(Reading passage begins)

CBM 10 > Invited Speakers > Roland Wohlgemuth

Prof. Dr. Roland Wohlgemuth

Roland Wohlgemuth is Senior Scientist at Sigma-Aldrich Switzerland. Prior to joining industry in 1983 to build up biochemistry at Fluka, which later has been acquired by Sigma-Aldrich, Roland Wohlgemuth did post-doctoral research at the University of California in Berkeley (1980 –1983) and at the Biocenter of the University of Basel (1979–1980). He obtained his Ph.D. in 1979 from the Biocenter of the University of Basel.

(Reading passage ends)

▸ Exercises:
a. Copy the Roland Wohlgemuth profile from "CBM 10 > Invited" to "the University of Basel.".
b. According to the Roland Wohlgemuth profile, in what year did he join industry?
c. Extend the Roland Wohlgemuth profile with the passage that would follow its last sentence.

(Record extracts begins)

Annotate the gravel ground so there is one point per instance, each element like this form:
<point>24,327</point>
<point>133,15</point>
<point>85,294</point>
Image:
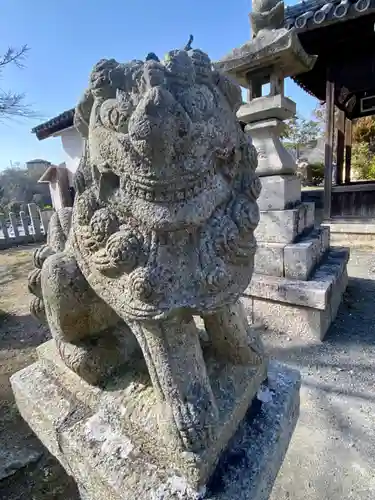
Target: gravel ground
<point>332,453</point>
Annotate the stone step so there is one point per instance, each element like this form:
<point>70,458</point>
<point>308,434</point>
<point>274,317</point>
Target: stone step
<point>301,309</point>
<point>295,260</point>
<point>302,257</point>
<point>312,293</point>
<point>284,226</point>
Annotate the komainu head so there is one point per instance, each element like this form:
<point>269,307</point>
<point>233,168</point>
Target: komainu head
<point>166,203</point>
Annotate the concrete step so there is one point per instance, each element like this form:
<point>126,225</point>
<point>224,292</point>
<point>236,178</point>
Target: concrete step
<point>295,260</point>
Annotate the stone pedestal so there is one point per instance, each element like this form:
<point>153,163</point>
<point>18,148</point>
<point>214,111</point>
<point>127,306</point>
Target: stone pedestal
<point>299,280</point>
<point>83,427</point>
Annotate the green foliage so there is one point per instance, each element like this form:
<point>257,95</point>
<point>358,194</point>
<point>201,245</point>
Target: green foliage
<point>363,161</point>
<point>364,131</point>
<point>299,132</point>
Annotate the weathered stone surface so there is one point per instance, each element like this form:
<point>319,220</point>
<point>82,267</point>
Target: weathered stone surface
<point>279,192</point>
<point>167,182</point>
<point>261,52</point>
<point>275,107</point>
<point>13,459</point>
<point>34,219</point>
<point>273,158</point>
<point>309,214</point>
<point>314,293</point>
<point>304,309</point>
<point>304,323</point>
<point>279,226</point>
<point>107,463</point>
<point>269,259</point>
<point>300,258</point>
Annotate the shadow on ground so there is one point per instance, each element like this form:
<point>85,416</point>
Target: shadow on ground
<point>332,452</point>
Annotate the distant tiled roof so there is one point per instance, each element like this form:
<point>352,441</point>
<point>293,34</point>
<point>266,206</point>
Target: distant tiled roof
<point>60,122</point>
<point>312,14</point>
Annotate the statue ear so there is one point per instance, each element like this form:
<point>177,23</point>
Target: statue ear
<point>82,114</point>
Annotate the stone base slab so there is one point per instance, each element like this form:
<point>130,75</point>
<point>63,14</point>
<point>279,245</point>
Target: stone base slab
<point>266,108</point>
<point>284,226</point>
<point>356,234</point>
<point>303,309</point>
<point>279,192</point>
<point>106,463</point>
<point>295,260</point>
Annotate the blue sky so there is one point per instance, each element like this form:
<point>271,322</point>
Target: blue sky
<point>68,37</point>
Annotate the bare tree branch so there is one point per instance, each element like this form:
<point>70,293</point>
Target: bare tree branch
<point>12,104</point>
<point>14,56</point>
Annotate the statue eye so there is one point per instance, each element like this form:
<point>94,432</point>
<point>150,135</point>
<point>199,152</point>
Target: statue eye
<point>109,113</point>
<point>114,117</point>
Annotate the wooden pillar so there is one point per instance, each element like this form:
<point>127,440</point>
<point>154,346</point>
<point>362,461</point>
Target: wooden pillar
<point>348,149</point>
<point>340,147</point>
<point>328,149</point>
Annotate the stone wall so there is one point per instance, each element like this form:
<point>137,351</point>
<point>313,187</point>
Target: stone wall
<point>24,228</point>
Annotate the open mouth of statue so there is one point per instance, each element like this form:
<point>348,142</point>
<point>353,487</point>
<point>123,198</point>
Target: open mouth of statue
<point>168,191</point>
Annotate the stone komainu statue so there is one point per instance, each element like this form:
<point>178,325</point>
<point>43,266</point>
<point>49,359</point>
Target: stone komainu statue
<point>161,230</point>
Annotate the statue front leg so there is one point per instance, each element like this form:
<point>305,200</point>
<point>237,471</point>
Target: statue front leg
<point>177,369</point>
<point>90,337</point>
<point>231,336</point>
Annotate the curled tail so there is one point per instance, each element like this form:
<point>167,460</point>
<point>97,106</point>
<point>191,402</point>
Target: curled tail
<point>58,231</point>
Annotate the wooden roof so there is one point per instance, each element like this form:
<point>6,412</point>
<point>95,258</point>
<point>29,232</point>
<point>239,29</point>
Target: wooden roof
<point>342,35</point>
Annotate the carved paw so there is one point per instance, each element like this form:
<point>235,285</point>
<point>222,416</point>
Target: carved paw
<point>37,309</point>
<point>41,254</point>
<point>196,420</point>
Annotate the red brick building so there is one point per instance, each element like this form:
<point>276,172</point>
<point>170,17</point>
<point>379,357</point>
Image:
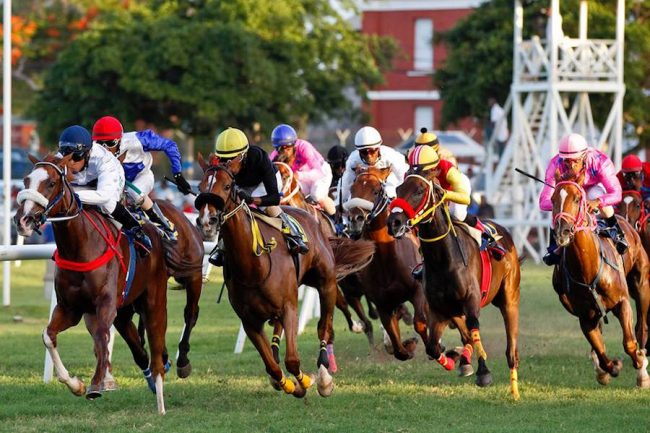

(Record extracts ends)

▸ Answers to the exercises:
a.
CBM 10 > Invited Speakers > Roland Wohlgemuth

Prof. Dr. Roland Wohlgemuth

Roland Wohlgemuth is Senior Scientist at Sigma-Aldrich Switzerland. Prior to joining industry in 1983 to build up biochemistry at Fluka, which later has been acquired by Sigma-Aldrich, Roland Wohlgemuth did post-doctoral research at the University of California in Berkeley (1980 –1983) and at the Biocenter of the University of Basel (1979–1980). He obtained his Ph.D. in 1979 from the Biocenter of the University of Basel.

b. 1983

c.
Industrial innovations at the biology-chemistry interface for research, applied and commercial applications represent important activities. Roland Wohlgemuth has started and is currently leading a global initiative on the synthesis and analysis of central and remote metabolites. Within this initiative the metabolites and enzymes of the carbohydrate metabolic pathways are of particular interest. The development of new methodo-logies for the analysis of small and large molecular weight carbohydrates and glycoconjugates is a prerequisite for further preparative work. In addition to glycosciences and metabolomics his research interests are in the application of enzymes in organic chemistry, protein analysis and bioanalytical technologies in general and specifically in the tailoring towards the instrumentation hard- and software. Industrial innovations at the biology-chemistry interface and their applications into the biomedical area are emerging activities.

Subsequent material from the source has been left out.